▶ Activity: Would you set down the data below exactly as shown?

▶ Data:
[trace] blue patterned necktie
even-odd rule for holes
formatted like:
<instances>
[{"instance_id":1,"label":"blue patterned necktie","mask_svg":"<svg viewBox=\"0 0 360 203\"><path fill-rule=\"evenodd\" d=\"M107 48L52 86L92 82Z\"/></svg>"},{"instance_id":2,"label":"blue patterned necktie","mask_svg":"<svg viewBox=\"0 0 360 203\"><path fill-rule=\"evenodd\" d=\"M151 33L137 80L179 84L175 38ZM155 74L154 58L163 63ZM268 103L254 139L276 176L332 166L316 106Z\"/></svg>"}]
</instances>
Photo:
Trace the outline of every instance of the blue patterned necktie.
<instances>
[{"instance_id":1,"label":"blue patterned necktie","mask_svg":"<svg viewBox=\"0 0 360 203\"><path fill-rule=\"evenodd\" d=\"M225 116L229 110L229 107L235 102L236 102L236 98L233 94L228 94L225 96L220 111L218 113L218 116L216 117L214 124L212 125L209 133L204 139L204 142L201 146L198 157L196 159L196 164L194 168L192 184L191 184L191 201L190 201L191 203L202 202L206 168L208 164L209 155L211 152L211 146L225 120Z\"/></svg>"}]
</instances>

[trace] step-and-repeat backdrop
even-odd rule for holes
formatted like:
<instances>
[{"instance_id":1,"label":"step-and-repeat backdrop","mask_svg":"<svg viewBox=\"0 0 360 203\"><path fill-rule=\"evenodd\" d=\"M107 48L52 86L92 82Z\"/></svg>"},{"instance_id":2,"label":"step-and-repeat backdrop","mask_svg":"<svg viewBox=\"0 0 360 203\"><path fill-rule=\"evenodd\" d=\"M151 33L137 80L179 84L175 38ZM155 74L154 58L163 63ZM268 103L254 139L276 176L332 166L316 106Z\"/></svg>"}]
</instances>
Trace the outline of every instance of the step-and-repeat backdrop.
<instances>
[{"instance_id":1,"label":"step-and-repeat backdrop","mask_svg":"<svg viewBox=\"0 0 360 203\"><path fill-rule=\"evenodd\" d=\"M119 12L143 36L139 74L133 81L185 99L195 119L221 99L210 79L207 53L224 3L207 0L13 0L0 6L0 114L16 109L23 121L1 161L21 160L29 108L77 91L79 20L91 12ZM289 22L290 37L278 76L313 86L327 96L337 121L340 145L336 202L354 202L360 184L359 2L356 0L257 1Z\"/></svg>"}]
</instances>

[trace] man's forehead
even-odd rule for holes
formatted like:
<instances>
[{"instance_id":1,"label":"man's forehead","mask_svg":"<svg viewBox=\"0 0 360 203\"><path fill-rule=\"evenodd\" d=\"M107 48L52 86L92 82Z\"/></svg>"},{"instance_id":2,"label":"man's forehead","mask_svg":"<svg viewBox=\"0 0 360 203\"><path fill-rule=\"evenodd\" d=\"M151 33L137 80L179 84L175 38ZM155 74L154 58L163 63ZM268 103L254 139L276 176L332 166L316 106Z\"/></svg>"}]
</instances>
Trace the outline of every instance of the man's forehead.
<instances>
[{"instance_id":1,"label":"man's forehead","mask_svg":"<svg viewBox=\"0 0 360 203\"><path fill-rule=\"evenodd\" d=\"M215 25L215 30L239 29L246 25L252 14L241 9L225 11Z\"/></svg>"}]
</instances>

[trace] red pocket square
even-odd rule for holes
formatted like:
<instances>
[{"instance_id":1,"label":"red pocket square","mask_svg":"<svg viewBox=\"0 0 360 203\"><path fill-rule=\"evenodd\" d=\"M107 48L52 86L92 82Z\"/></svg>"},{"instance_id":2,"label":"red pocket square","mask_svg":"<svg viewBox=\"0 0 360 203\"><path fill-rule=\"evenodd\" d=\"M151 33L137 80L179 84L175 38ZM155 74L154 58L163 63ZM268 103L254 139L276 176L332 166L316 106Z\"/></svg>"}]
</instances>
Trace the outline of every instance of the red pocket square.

▶ Response to this task:
[trace] blue patterned necktie
even-odd rule for holes
formatted like:
<instances>
[{"instance_id":1,"label":"blue patterned necktie","mask_svg":"<svg viewBox=\"0 0 360 203\"><path fill-rule=\"evenodd\" d=\"M107 48L52 86L92 82Z\"/></svg>"},{"instance_id":2,"label":"blue patterned necktie","mask_svg":"<svg viewBox=\"0 0 360 203\"><path fill-rule=\"evenodd\" d=\"M151 33L137 80L179 84L175 38ZM155 74L154 58L163 63ZM268 103L254 139L276 176L332 166L316 106Z\"/></svg>"}]
</instances>
Photo:
Trace the outline of every instance of the blue patterned necktie.
<instances>
[{"instance_id":1,"label":"blue patterned necktie","mask_svg":"<svg viewBox=\"0 0 360 203\"><path fill-rule=\"evenodd\" d=\"M225 116L229 110L229 107L235 102L236 102L236 98L233 94L228 94L225 96L220 111L218 113L218 116L216 117L214 124L212 125L209 133L204 139L204 142L201 146L198 157L196 159L196 164L194 168L192 184L191 184L191 201L190 201L191 203L202 202L206 168L208 164L209 155L211 152L211 146L225 120Z\"/></svg>"}]
</instances>

[trace] step-and-repeat backdrop
even-odd rule for holes
formatted like:
<instances>
[{"instance_id":1,"label":"step-and-repeat backdrop","mask_svg":"<svg viewBox=\"0 0 360 203\"><path fill-rule=\"evenodd\" d=\"M107 48L52 86L92 82Z\"/></svg>"},{"instance_id":2,"label":"step-and-repeat backdrop","mask_svg":"<svg viewBox=\"0 0 360 203\"><path fill-rule=\"evenodd\" d=\"M151 33L137 80L179 84L175 38ZM155 74L154 58L163 63ZM268 103L254 139L276 176L332 166L316 106Z\"/></svg>"}]
</instances>
Trace the outline of every instance of the step-and-repeat backdrop.
<instances>
[{"instance_id":1,"label":"step-and-repeat backdrop","mask_svg":"<svg viewBox=\"0 0 360 203\"><path fill-rule=\"evenodd\" d=\"M119 12L143 36L139 74L133 81L185 99L195 119L221 99L210 79L207 53L224 3L207 0L13 0L0 6L0 114L16 109L23 121L1 161L21 160L29 108L77 91L79 20L91 12ZM289 22L290 37L278 76L313 86L327 96L337 121L340 145L336 202L354 202L360 184L359 2L356 0L257 1Z\"/></svg>"}]
</instances>

[trace] man's forehead
even-odd rule for holes
formatted like:
<instances>
[{"instance_id":1,"label":"man's forehead","mask_svg":"<svg viewBox=\"0 0 360 203\"><path fill-rule=\"evenodd\" d=\"M107 48L52 86L92 82Z\"/></svg>"},{"instance_id":2,"label":"man's forehead","mask_svg":"<svg viewBox=\"0 0 360 203\"><path fill-rule=\"evenodd\" d=\"M151 33L137 80L179 84L175 38ZM155 74L154 58L163 63ZM268 103L254 139L276 176L332 166L316 106Z\"/></svg>"}]
</instances>
Trace the outline of every instance of the man's forehead.
<instances>
[{"instance_id":1,"label":"man's forehead","mask_svg":"<svg viewBox=\"0 0 360 203\"><path fill-rule=\"evenodd\" d=\"M215 25L215 30L239 29L246 25L252 14L241 9L225 11Z\"/></svg>"}]
</instances>

[trace] red pocket square
even-odd rule for holes
formatted like:
<instances>
[{"instance_id":1,"label":"red pocket square","mask_svg":"<svg viewBox=\"0 0 360 203\"><path fill-rule=\"evenodd\" d=\"M107 48L52 86L92 82Z\"/></svg>"},{"instance_id":2,"label":"red pocket square","mask_svg":"<svg viewBox=\"0 0 360 203\"><path fill-rule=\"evenodd\" d=\"M151 33L137 80L179 84L175 38ZM155 74L154 58L163 63ZM268 103L254 139L276 176L332 166L316 106Z\"/></svg>"}]
</instances>
Trace the outline of every instance of the red pocket square.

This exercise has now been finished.